Жизнь нельзя пережить заново. И, я думаю, нет ничего страшного в том, что кто-то занимался шахматами. Мы же не просто занимались шахматами — мы жили. А наша главная обязанность перед потомками — прожить счастливую жизнь! Потому что тогда потомки будут учиться у нас этой счастливости... Вспомните, какую радость приносила миллионам людей шахматная литература. У меня самого целая полка забита шахматными книгами, и, наверное, какие-то из них редактировали вы?
— Наверняка. Через мои руки прошла почти сотня книг...
— И вы еще сомневаетесь, стоило ли тратить на это жизнь? Жизнь, которая приносит радость, уже не проходит напрасно. А если начать думать, стоило ли ее тратить на турпоходы, на кино, на театр... Вот сейчас я редко хожу в театр, только когда друзья позовут. А ведь тогда ломились, чтобы услышать со сцены одну рискованную фразу! Понимаете, так можно далеко зайти. Сказать: а стоило ли тратить жизнь на женщин?

════════════════════

КОРОТКАЯ ЗАДАЧА A: Выведите дословно часть фрагмента текста о шахматах и жизни, начиная со слов «Жизнь нельзя пережить» и далее до слов «них редактировали вы?» включительно.

[Выдержки из данных разметки точками]
════════════════════

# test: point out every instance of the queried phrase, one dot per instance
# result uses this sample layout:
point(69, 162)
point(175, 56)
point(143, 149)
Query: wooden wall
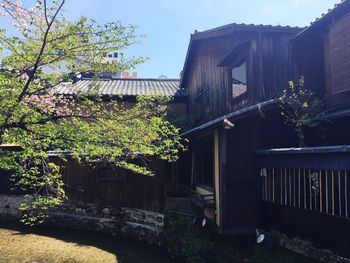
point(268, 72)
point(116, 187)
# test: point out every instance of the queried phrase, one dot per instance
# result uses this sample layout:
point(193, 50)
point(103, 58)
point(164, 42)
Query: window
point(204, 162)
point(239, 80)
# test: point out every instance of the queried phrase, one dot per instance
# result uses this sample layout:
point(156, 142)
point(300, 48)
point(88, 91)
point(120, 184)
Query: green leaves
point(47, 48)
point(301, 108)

════════════════════

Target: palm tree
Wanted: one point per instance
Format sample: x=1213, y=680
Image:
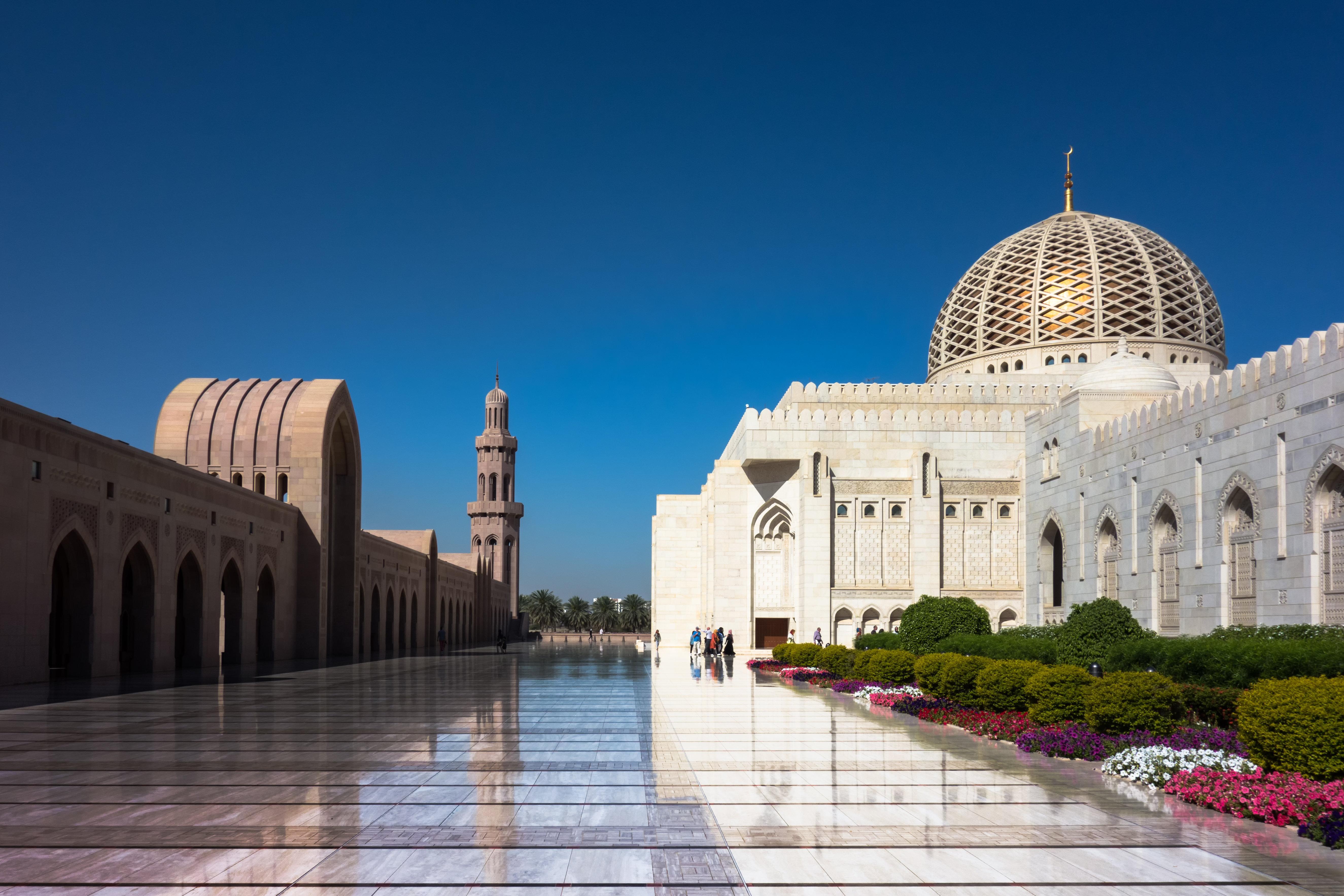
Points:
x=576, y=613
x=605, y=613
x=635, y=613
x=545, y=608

════════════════════

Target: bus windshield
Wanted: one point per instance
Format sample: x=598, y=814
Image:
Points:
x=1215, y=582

════════════════════

КОРОТКАЯ ЗАДАЧА B: Пересчитайте в записях строки, начиная со строки с «Target: bus windshield» и далее до строки с «x=1215, y=582» включительно. Выведите только эти строки, сохранив запросы, но умножив все координаты точек в ответах на 0,55 и округлив до целых (половины округляются вверх).

ПИСЬМЕННЫЙ ОТВЕТ A:
Жизнь нельзя пережить заново. И, я думаю, нет ничего страшного в том, что кто-то занимался шахматами. Мы же не просто занимались шахматами — мы жили. А наша главная обязанность перед потомками — прожить счастливую жизнь! Потому что тогда потомки будут учиться у нас этой счастливости... Вспомните, какую радость приносила миллионам людей шахматная литература. У меня самого целая полка забита шахматными книгами, и, наверное, какие-то из них редактировали вы?

ПИСЬМЕННЫЙ ОТВЕТ B:
Target: bus windshield
Wanted: one point per instance
Format sample: x=598, y=814
Image:
Points:
x=668, y=320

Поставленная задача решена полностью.